>> Start
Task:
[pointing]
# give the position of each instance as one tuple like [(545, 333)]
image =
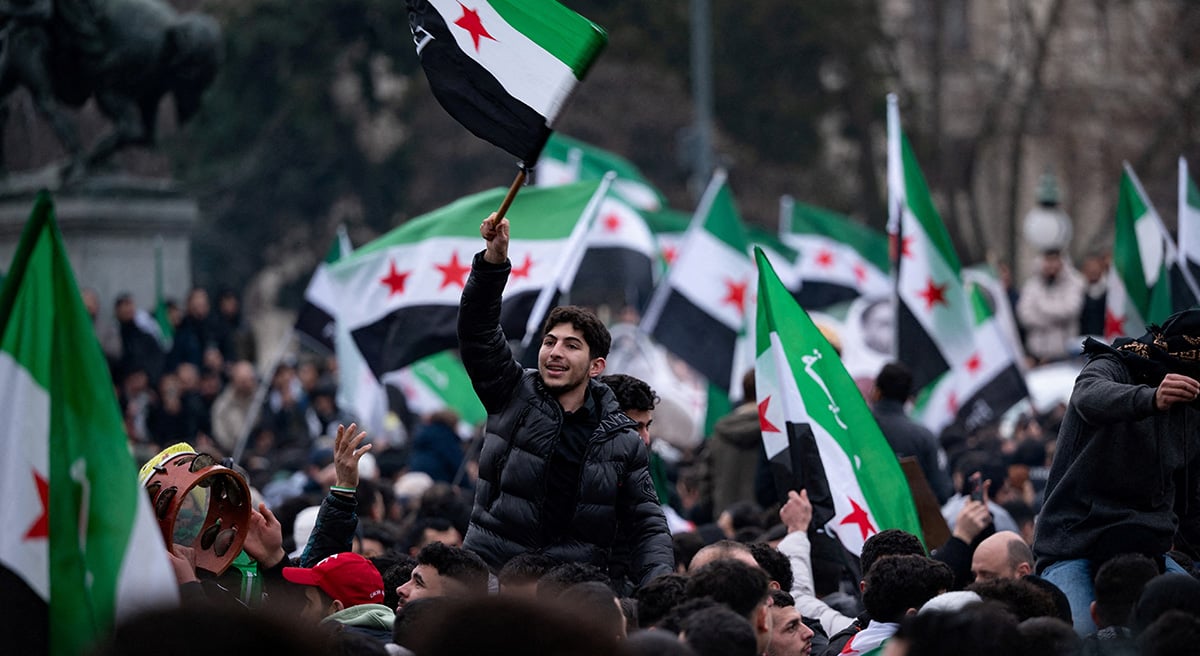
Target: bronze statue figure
[(127, 54)]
>> End
### Directions:
Copy every line of the items above word for word, leaving out the pictures.

### Exercise response:
Task:
[pointing]
# give the position of each instance as one tuple like [(545, 333)]
image =
Target: bronze statue figure
[(127, 54)]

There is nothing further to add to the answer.